Task: Every record needs to be set down again without a single difference.

┌──

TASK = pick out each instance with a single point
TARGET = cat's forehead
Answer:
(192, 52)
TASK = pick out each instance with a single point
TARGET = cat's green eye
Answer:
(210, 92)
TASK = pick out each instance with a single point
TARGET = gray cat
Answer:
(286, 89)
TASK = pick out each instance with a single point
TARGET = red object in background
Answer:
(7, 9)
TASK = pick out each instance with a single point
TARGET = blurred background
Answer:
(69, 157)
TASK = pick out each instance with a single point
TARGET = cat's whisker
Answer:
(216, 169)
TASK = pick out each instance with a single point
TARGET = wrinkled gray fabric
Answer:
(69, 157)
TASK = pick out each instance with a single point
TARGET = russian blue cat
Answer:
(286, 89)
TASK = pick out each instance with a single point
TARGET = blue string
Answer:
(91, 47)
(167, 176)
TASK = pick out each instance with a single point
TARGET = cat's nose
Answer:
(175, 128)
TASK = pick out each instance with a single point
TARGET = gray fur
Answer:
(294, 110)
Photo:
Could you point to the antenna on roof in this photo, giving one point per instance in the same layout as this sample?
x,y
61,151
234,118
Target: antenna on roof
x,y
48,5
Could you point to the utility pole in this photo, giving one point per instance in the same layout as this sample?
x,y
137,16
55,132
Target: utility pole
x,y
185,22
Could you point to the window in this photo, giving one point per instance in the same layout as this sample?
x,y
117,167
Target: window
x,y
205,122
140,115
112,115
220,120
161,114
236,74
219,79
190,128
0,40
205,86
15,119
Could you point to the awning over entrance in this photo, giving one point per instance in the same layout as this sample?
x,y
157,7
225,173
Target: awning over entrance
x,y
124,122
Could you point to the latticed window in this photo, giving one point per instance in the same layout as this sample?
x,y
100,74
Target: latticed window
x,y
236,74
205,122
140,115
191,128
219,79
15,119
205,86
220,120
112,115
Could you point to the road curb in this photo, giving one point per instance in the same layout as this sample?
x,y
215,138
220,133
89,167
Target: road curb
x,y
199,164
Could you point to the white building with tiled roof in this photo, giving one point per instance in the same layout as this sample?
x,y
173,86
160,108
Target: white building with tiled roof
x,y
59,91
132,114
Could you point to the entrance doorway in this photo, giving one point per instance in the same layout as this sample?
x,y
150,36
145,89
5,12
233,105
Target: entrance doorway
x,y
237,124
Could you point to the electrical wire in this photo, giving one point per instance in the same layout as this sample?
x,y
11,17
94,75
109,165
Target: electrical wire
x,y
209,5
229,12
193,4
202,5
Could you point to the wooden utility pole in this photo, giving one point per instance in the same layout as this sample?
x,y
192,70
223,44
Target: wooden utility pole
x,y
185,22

└──

Result of the exercise:
TASK = pick out each instance with a single point
TARGET = cat's forehead
Answer:
(192, 52)
TASK = pick out each instance with a single point
TARGET = cat's green eye
Answer:
(210, 92)
TASK = pick out each instance with a single point
TARGET = gray cat
Answer:
(286, 89)
TASK = pick out each instance with a single point
TARGET = red object in background
Answer:
(7, 9)
TASK = pick out each instance with a single point
TARGET = blurred background
Answer:
(69, 157)
TASK = pick out each instance with a single point
TARGET = cat's whisker
Answer:
(216, 169)
TASK = pick out each instance with a single point
TARGET = wrinkled gray fabric
Answer:
(69, 157)
TASK = pick out each instance with a single point
TARGET = russian blue cat
Answer:
(286, 89)
TASK = pick out each instance with a single point
TARGET = blue string
Answer:
(91, 47)
(167, 176)
TASK = pick out each instance with a single point
TARGET = cat's nose
Answer:
(175, 128)
TASK = pick out each instance with a single point
TARGET = gray fur
Answer:
(294, 110)
Photo:
Could you point to the antenna on roof in this photo, giving one point per instance in the same layout as this sample?
x,y
61,151
234,118
Target: antenna on roof
x,y
48,5
Could you point to the utility pole in this photo, giving one point per instance in the same layout as this sample?
x,y
137,16
55,132
Target: utility pole
x,y
185,22
Could you point to the window in this photo, giving one point per instance in the same layout as this sample?
x,y
117,167
Target: window
x,y
205,122
140,115
112,115
220,120
161,114
236,74
219,79
190,128
0,40
205,86
15,119
Could you point to the awning over entrance in this photo, giving one point per instance in the same layout as this sample?
x,y
157,7
225,173
Target: awning over entrance
x,y
124,122
Could you point to the latticed window in this photo, giving one point per instance in the same layout as this sample?
x,y
100,74
Target: latticed window
x,y
236,74
205,122
140,115
191,128
219,79
15,119
205,86
220,120
112,115
Could you point to the road curb in this photo, giving one point per instance in the same layout as this sample?
x,y
215,138
220,133
89,167
Target: road curb
x,y
199,164
Could you point to the white building with tiled roof in this photo, giving one point per instance in the same layout as this sample?
x,y
173,86
160,108
Target: white building with tiled roof
x,y
59,91
132,114
Could you point to the entrance doorway in this photo, giving one point per instance in the same layout as this sample?
x,y
150,36
145,89
5,12
233,105
Target: entrance doorway
x,y
237,124
Could you point to the electrical wire in this photo, giving one point per instance in the same layout as this sample?
x,y
11,17
94,75
109,165
Target: electrical wire
x,y
209,5
229,12
193,4
202,5
Could you point to the wooden utility pole in this photo, giving one point per instance in the same layout as this sample?
x,y
192,70
223,44
Target: wooden utility pole
x,y
185,22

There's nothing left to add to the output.